# EXTRAIT SOURCE:
^^^^^^^^^^^^^^^^

En matière d'énergies propres, l'énergie solaire, en dépit d'un développement très rapide depuis 5 ans, reste encore relativement marginale au niveau mondial, loin derrière l’énergie éolienne, la biomasse et surtout l’énergie hydraulique. Grâce à de récentes avancées techniques et à des ruptures technologiques en cours, l’énergie solaire est probablement celle des énergies propres et renouvelables qui possède la plus forte marge de progression pour les décennies à venir et le plus fort potentiel pour devenir la première source d’énergie de l’Humanité avant le milieu de ce siècle.

En matière de panneaux solaires photovoltaïques, le taux de conversion de la lumière en électricité constitue un facteur-clé en matière de développement et de rentabilité. Ce seuil maximum vient de passer à 46 %, nouveau record mondial ! Ce taux a été atteint par une cellule solaire développée conjointement par le CEA-Leti, l'entreprise française Soitec et l’Institut Fraunhofer pour les Systèmes Energétiques Solaires (ISE) en Allemagne.

^^^^^^^^^^^^^^^^

# DONNÉES FOURNIES:

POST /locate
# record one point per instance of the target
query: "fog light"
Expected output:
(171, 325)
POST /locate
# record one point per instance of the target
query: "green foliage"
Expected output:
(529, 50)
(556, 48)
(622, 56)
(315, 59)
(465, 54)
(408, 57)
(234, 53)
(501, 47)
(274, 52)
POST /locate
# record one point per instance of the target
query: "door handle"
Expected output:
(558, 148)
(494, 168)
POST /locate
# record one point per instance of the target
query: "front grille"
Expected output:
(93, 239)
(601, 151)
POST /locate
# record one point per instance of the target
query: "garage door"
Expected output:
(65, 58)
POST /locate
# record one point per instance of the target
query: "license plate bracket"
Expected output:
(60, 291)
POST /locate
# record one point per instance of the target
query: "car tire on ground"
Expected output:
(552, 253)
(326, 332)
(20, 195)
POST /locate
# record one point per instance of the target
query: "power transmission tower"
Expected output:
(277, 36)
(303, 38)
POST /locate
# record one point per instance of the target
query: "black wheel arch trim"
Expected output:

^^^^^^^^^^^^^^^^

# À FAIRE:
1 – Répondez aux questions suivantes à partir de l'extrait source :
(a) Derrière quelles énergies l'énergie solaire reste-t-elle au niveau mondial ?
(b) Quel nouveau record mondial de taux de conversion de la lumière en électricité vient d'être atteint ?
(c) Quels organismes ont développé conjointement le dispositif qui a atteint ce taux ?
2 – Résumez l'extrait source en deux phrases.

# RÉPONSES:
1 –
(a) L'énergie éolienne, la biomasse et surtout l'énergie hydraulique.
(b) 46 %.
(c) Le CEA-Leti, l'entreprise française Soitec et l'Institut Fraunhofer pour les Systèmes Energétiques Solaires (ISE) en Allemagne.

2 – L'énergie solaire reste encore relativement marginale au niveau mondial malgré un développement très rapide depuis cinq ans, mais elle est probablement l'énergie propre qui a la plus forte marge de progression et le plus fort potentiel pour devenir la première source d'énergie de l'Humanité avant le milieu du siècle. Pour les panneaux photovoltaïques, le taux de conversion de la lumière en électricité est un facteur-clé de rentabilité, et il vient d'atteindre le record mondial de 46 % grâce au CEA-Leti, à Soitec et à l'Institut Fraunhofer ISE.